§ Quoted passage:
========

How Can the Health System Achieve a Maximum Return?

Wed, 09/05/2018 - 09:32

Mexico’s growing economy requires an efficient healthcare system to serve its population but budget cuts have plagued the sector for several years now. Under these circumstances, many in the industry are looking for strategies to optimize the existing budget and provide more services with the same or fewer resources. Mexico Health Review spoke with healthcare leaders and experts to obtain their opinion on how to address current gaps in healthcare amid reduced budgets.

Francesca Colombo

Head of Health Division

Mexico has come a long way when it comes to the performance of its health. There are still several challenges ahead and it is necessary to address the system’s fragmentation by creating a universal, more level-playing, health system. The challenge for Mexico would be to improve the provision of services towards a model in which all providers attend to the needs of the population regardless of their affiliation to a particular institution. Access to care should be determined by need rather than employment status. Closer collaboration between the government and the health industry can help improve the level of access and quality of healthcare in Mexico.

Marco Antonio Navarrete

Marco Antonio Navarrete

Deputy Director of Health Services

The public sector advances step by step towards different health models. SEDENA and PEMEX share a similar vision of centralized health governance, which facilitates the quick implementation of initiatives and models. Policies and priorities in other public health institutions vary according to the person in charge and the micro-world around them. Federal institutions such as the Seguro Popular and the Ministry of Health are served by federal secretariats that slow down the effectiveness and quality of healthcare. We should rethink the federalization of health.

========

§ Information:
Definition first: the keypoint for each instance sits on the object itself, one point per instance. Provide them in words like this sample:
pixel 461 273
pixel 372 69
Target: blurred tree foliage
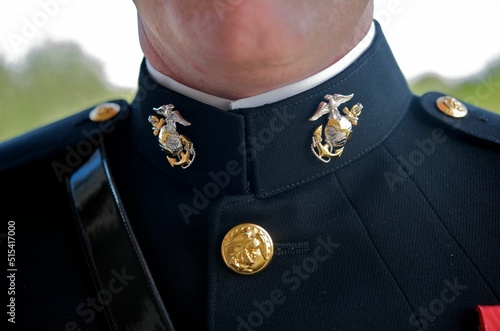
pixel 482 89
pixel 54 81
pixel 58 80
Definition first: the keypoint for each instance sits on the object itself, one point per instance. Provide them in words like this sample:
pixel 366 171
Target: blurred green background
pixel 58 79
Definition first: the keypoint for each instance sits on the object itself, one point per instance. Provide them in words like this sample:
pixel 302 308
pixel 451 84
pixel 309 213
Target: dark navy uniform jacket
pixel 399 233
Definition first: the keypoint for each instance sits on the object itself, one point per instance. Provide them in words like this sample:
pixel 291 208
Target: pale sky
pixel 451 38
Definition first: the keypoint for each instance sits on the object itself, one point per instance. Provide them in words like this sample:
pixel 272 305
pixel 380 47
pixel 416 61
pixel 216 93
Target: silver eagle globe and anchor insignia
pixel 338 128
pixel 180 150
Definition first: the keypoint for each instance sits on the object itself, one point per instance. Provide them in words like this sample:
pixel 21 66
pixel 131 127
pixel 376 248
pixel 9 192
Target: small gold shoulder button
pixel 104 112
pixel 451 107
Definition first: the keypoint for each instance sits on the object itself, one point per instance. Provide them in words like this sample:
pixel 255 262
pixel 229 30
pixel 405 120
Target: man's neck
pixel 269 96
pixel 249 53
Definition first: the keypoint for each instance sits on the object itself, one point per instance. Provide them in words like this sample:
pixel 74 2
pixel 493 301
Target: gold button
pixel 451 107
pixel 104 112
pixel 247 249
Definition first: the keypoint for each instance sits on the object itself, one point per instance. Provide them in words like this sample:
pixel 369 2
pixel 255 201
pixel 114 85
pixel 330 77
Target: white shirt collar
pixel 269 96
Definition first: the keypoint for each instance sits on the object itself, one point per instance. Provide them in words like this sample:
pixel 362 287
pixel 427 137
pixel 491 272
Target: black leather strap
pixel 124 284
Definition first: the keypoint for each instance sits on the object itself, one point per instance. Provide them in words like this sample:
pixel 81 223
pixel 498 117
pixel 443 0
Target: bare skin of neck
pixel 241 48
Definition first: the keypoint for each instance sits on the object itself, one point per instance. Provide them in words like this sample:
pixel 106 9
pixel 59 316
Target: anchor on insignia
pixel 179 149
pixel 338 129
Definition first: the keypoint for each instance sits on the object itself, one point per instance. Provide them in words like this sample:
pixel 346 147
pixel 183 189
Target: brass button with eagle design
pixel 247 249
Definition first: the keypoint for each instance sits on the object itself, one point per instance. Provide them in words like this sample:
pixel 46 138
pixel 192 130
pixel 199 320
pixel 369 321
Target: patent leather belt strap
pixel 124 283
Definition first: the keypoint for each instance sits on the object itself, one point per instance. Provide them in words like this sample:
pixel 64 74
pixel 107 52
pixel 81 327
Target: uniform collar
pixel 266 150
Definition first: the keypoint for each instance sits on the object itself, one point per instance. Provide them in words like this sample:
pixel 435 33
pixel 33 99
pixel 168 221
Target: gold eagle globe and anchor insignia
pixel 338 128
pixel 180 150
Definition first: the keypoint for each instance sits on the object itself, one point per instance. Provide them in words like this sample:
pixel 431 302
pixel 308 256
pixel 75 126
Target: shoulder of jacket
pixel 478 123
pixel 86 127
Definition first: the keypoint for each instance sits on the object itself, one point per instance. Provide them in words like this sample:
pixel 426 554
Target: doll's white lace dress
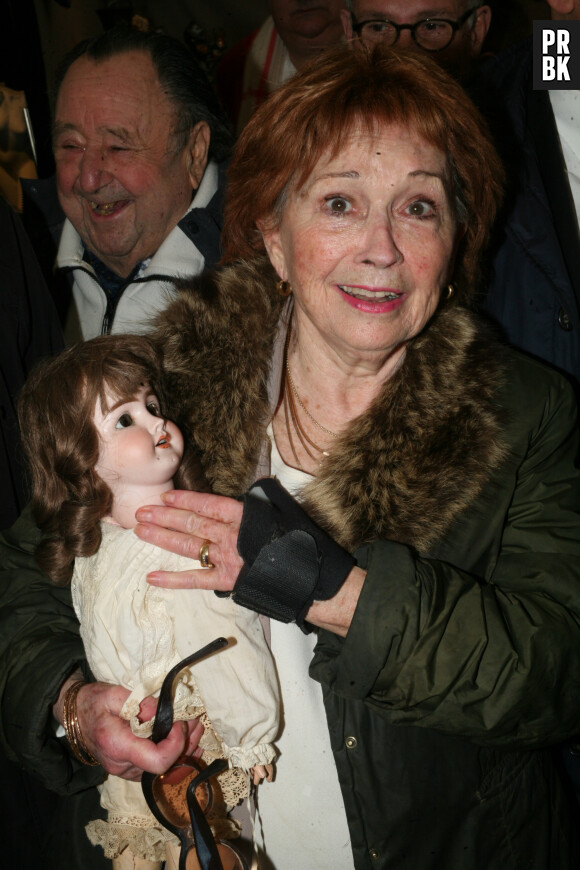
pixel 133 634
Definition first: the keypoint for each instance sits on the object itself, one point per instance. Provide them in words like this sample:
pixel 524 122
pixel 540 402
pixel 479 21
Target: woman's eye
pixel 420 208
pixel 338 205
pixel 124 421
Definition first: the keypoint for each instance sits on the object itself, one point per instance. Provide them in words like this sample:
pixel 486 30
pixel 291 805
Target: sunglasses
pixel 181 797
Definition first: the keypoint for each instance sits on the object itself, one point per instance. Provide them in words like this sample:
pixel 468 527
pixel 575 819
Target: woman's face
pixel 368 243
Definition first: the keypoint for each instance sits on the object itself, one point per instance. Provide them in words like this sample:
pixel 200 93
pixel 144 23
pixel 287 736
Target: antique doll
pixel 99 447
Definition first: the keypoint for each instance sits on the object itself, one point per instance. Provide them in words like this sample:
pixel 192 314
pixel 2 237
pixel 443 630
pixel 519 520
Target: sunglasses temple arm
pixel 164 715
pixel 205 845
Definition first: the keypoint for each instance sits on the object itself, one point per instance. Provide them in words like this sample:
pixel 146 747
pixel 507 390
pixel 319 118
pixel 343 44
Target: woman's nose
pixel 378 245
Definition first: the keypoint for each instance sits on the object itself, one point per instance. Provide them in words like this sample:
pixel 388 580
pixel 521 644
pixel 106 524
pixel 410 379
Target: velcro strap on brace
pixel 289 560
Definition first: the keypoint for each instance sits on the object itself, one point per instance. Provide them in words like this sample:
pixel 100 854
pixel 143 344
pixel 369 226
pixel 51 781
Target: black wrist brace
pixel 289 560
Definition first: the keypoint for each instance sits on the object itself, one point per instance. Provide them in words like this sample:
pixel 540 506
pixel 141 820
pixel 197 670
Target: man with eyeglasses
pixel 452 31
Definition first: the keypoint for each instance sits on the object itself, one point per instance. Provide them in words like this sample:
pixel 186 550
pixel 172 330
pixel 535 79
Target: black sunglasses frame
pixel 455 26
pixel 204 841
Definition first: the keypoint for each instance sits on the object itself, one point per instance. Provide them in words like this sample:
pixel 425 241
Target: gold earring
pixel 284 288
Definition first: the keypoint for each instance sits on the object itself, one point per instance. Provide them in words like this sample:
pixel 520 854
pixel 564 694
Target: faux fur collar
pixel 404 470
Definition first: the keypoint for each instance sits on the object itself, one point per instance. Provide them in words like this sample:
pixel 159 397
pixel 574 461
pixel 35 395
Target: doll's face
pixel 139 448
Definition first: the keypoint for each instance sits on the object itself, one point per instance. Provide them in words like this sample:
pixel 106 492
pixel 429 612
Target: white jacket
pixel 151 290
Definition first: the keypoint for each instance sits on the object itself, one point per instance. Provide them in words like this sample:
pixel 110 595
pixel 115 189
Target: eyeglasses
pixel 180 798
pixel 432 34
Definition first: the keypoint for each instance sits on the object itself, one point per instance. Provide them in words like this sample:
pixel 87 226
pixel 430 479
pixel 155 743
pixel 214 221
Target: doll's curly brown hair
pixel 61 442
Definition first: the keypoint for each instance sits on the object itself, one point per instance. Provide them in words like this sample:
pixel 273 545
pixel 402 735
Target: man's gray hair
pixel 179 75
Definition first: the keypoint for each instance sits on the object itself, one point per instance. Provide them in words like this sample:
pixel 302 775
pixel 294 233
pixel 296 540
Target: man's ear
pixel 480 28
pixel 274 250
pixel 197 151
pixel 346 19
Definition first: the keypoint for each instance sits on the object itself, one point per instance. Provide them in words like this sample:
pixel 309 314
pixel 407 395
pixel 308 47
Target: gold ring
pixel 204 555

========

§ Work request 1:
In the article on Mexico's health system, which two institutions share a similar vision of centralized health governance?
§ Work request 2:
Carry on the article on Mexico's health system from the end of its final sentence.
These rows come from a different source than the article on Mexico's health system.

§ Exercise output 1:
SEDENA and PEMEX.

§ Exercise output 2:
Francisco Soberón

Francisco Soberón

Director General

The country will continue to face budgetary issues, so financing will require innovative strategies. PPPs are a possibility since the private sector is likely to be the most qualified to provide these services to the public sector. Another possibility is the creation of a federal budget specifically for these services. Other countries have included personalized medicine as part of their federal budget and have even provided hundreds of millions of dollars in seed capital. The US and many European countries have programs of this kind and Mexico could implement something similar. A multiyear budget that incorporates private capital would greatly benefit the sector. We will present this initiative to the Ministry of Health and the Congress.